> _Items listed in a dataset_
----

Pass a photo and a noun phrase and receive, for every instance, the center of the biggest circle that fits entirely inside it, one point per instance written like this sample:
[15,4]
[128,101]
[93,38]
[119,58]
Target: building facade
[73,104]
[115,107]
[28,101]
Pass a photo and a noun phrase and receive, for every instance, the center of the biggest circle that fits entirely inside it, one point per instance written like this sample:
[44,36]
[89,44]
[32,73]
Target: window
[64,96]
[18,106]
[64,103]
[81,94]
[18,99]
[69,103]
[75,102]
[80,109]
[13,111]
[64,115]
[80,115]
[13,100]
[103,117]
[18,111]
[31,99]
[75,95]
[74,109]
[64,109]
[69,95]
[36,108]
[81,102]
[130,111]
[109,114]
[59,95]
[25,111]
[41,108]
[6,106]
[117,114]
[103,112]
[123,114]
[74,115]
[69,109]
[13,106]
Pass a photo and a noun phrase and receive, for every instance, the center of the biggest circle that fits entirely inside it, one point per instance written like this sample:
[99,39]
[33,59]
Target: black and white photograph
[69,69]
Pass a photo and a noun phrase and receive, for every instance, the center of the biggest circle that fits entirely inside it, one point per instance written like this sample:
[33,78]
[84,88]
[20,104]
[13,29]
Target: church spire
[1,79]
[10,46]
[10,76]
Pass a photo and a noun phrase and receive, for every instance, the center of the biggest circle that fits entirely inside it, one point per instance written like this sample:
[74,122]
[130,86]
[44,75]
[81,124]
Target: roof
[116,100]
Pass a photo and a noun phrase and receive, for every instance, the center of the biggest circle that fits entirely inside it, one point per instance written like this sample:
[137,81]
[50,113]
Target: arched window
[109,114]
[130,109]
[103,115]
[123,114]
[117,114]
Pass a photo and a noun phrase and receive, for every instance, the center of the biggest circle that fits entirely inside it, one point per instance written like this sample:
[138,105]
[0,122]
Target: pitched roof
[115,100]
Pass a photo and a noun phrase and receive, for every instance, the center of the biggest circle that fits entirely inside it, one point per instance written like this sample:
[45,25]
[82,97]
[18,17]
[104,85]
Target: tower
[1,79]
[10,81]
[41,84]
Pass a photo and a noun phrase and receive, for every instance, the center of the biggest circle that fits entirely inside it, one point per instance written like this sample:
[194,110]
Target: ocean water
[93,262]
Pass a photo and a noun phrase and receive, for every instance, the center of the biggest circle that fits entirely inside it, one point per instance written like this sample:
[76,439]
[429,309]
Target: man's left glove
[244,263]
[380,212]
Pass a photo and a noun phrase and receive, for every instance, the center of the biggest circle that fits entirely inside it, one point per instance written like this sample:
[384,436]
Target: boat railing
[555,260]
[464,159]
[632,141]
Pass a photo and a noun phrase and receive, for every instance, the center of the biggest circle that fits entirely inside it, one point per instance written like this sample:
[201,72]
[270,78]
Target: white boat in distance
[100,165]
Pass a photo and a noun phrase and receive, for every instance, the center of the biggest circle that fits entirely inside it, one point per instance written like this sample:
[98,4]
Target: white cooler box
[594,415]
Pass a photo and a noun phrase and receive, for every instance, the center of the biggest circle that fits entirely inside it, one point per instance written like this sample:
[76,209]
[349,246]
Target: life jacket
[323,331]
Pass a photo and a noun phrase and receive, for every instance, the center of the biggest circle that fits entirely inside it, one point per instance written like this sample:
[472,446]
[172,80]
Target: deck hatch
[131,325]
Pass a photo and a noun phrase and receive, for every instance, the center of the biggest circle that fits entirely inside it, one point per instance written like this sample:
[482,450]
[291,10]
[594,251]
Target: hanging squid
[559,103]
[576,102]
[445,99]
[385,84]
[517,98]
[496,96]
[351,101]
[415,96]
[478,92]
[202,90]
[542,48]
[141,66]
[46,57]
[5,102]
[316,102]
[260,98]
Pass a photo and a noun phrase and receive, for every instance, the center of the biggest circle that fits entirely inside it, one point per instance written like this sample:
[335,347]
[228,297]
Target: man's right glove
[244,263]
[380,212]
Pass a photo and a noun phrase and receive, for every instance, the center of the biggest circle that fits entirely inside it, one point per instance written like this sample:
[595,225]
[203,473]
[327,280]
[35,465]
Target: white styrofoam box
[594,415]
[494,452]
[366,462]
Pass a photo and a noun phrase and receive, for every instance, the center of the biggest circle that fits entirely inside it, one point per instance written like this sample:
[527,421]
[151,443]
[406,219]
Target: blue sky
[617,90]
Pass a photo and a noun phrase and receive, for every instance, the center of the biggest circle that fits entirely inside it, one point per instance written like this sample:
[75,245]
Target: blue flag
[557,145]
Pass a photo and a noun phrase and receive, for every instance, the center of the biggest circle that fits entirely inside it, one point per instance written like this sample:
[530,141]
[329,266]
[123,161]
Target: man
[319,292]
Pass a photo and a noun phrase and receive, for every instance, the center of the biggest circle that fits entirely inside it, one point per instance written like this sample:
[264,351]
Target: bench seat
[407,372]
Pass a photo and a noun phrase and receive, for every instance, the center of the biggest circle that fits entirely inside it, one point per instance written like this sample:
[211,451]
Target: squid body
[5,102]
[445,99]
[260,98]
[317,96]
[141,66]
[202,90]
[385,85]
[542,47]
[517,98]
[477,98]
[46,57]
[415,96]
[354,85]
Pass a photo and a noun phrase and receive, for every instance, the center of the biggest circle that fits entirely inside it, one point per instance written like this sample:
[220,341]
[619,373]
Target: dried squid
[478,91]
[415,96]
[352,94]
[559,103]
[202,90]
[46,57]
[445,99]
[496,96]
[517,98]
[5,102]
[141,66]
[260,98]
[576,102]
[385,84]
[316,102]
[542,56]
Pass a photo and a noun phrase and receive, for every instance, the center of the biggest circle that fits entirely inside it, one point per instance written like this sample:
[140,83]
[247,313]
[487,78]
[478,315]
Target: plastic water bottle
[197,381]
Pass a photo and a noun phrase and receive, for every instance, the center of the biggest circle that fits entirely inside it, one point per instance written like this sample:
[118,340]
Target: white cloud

----

Each record above has to be set down again, word for word.

Pass a photo and a noun phrase and receive, for every instance, the center of the biggest circle that fits entirely inside it, one point per instance written like this sample:
[15,4]
[128,101]
[93,38]
[119,58]
Target: building facade
[73,104]
[115,107]
[28,101]
Pass a photo and a noun phrase and receive, for every instance, the center of the biggest circle that fits entirely inside it, one point per instance written like this sample:
[44,36]
[89,44]
[32,73]
Target: window
[64,96]
[18,106]
[64,103]
[81,94]
[18,99]
[69,103]
[75,102]
[80,109]
[13,111]
[64,115]
[80,115]
[13,100]
[103,117]
[18,111]
[31,99]
[75,95]
[74,109]
[64,109]
[69,95]
[36,108]
[81,102]
[130,111]
[109,114]
[59,95]
[25,111]
[41,108]
[6,106]
[117,114]
[103,112]
[123,114]
[74,115]
[69,109]
[13,106]
Pass a photo and a noun phrase and receive, for every instance, the center of the biggest circle that fits entirely inside it, one point per instance written like this sample:
[99,39]
[33,59]
Target: black and white photograph
[69,69]
Pass a photo and a noun phrase and receive, for every instance, the center of the biggest circle that fits entirely inside it, one point per instance written like this sample:
[33,78]
[84,88]
[20,104]
[13,29]
Target: church spire
[1,79]
[10,46]
[10,76]
Pass a photo and a noun phrase and receive, for every instance, the center of the biggest circle that fits entirely inside it, one point per instance written like this sample:
[74,122]
[130,86]
[44,75]
[81,124]
Target: roof
[116,100]
Pass a photo and a noun phrase and receive, for every instance, the center of the biggest circle that fits entirely inside it, one point per instance written like this sample:
[137,81]
[50,113]
Target: arched window
[109,114]
[130,109]
[103,115]
[123,114]
[117,114]
Pass a photo and a noun phrase and receive, for every instance, the center of the biggest circle that fits entirely inside it, one point per instance written like this sample:
[138,105]
[0,122]
Target: pitched roof
[115,100]
Pass a photo and a noun phrase and receive, for every instance, the center of the biggest circle that fits entirely inside it, one point per instance written like this sample:
[45,25]
[82,97]
[18,17]
[104,85]
Target: tower
[1,79]
[10,81]
[41,84]
Pass a photo and a noun phrase and receive, for every instance, the center of the biggest circle that fits entirely inside it, one point per instance written like this sample:
[194,110]
Target: ocean water
[93,262]
Pass a photo and a noun phrase and receive, for every instance, the center of the biggest circle that fits entirely inside it, one point per instance written like this sample:
[76,439]
[429,309]
Target: man's left glove
[244,263]
[380,212]
Pass a photo and a noun phrase and receive, for every instance, the center of the biggest circle that fits entirely inside it, one point per instance written like this sample:
[384,436]
Target: boat railing
[555,260]
[464,159]
[632,141]
Pass a photo and a noun phrase and receive, for every instance, the center of the biggest circle that fits entirely inside it, one point per instance written like this sample:
[201,72]
[270,78]
Target: white boat in distance
[100,165]
Pass a photo and a noun phrase and receive, for every instance, the center of the biggest circle that fits entirely inside it, one point per instance written like this sample:
[98,4]
Target: white cooler box
[594,415]
Pass a photo and a noun phrase and receive, for every instance, the center of the biggest circle that fits entirely inside it, one point per instance written like this sample:
[76,209]
[349,246]
Target: life jacket
[323,331]
Pass a photo and a noun phrase and receive, for every instance, the center of the biggest circle that fits entirely inside it, one point per instance written like this sample:
[472,446]
[172,80]
Target: deck hatch
[131,325]
Pass a photo and a noun phrase and receive, for every instance, the center of the biggest circle that fits entirely inside it, one point per instance written like this sample:
[482,450]
[291,10]
[594,251]
Target: hanging squid
[559,103]
[576,102]
[445,99]
[385,84]
[517,98]
[496,96]
[351,101]
[415,96]
[478,92]
[202,90]
[542,48]
[141,66]
[46,57]
[5,102]
[316,102]
[260,98]
Pass a photo and a noun phrase and receive, for every instance, the center of the biggest circle that fits entirely inside it, one point per instance written like this sample:
[335,347]
[228,297]
Target: man's right glove
[244,263]
[380,212]
Pass a photo and a noun phrase and receive, for every instance, the center of the biggest circle that fits entirely inside it, one point per instance written like this sample:
[595,225]
[203,473]
[327,280]
[35,465]
Target: white styrofoam box
[594,415]
[494,452]
[366,462]
Pass a photo and a noun phrase and receive, for every instance, the center of the biggest circle that fits entirely inside it, one point per instance written like this sample:
[527,421]
[151,443]
[406,219]
Target: blue sky
[617,90]
Pass a photo and a noun phrase and receive, for every instance, the center of the biggest circle that fits entirely inside it, one point per instance written like this sample:
[75,245]
Target: blue flag
[557,145]
Pass a photo and a noun phrase and receive, for every instance, the center of the biggest circle that fits entirely inside it, one point per instance written like this sample:
[530,141]
[329,266]
[123,161]
Target: man
[319,292]
Pass a photo and a noun phrase and receive, for every instance, the center of the biggest circle that fits entirely inside it, one point per instance written like this sample:
[264,351]
Target: bench seat
[407,372]
Pass a photo and a noun phrase and receive, for every instance, the center of the biggest circle that fits entirely inside it, one point per instance written like this sample:
[211,451]
Target: squid body
[5,102]
[445,99]
[260,98]
[317,96]
[141,66]
[202,90]
[385,85]
[542,47]
[517,98]
[477,98]
[46,57]
[415,96]
[354,85]
Pass a photo and a noun phrase and receive, for every instance, the center of the biggest circle that fits entirely inside it, one point per instance written like this sample:
[220,341]
[619,373]
Target: dried squid
[478,91]
[415,96]
[352,94]
[559,103]
[202,90]
[46,57]
[445,99]
[496,96]
[517,98]
[5,102]
[141,66]
[260,98]
[576,102]
[385,84]
[316,102]
[542,56]
Pass a photo and a noun phrase and receive, for every instance, the center of the biggest circle that fits entirely inside it, one point per instance written like this sample:
[140,83]
[247,313]
[487,78]
[478,315]
Target: plastic water bottle
[197,381]
Pass a photo and a noun phrase and receive, for every instance, the center of the biggest circle that fits entirely inside it, one point per instance written like this sample:
[118,340]
Target: white cloud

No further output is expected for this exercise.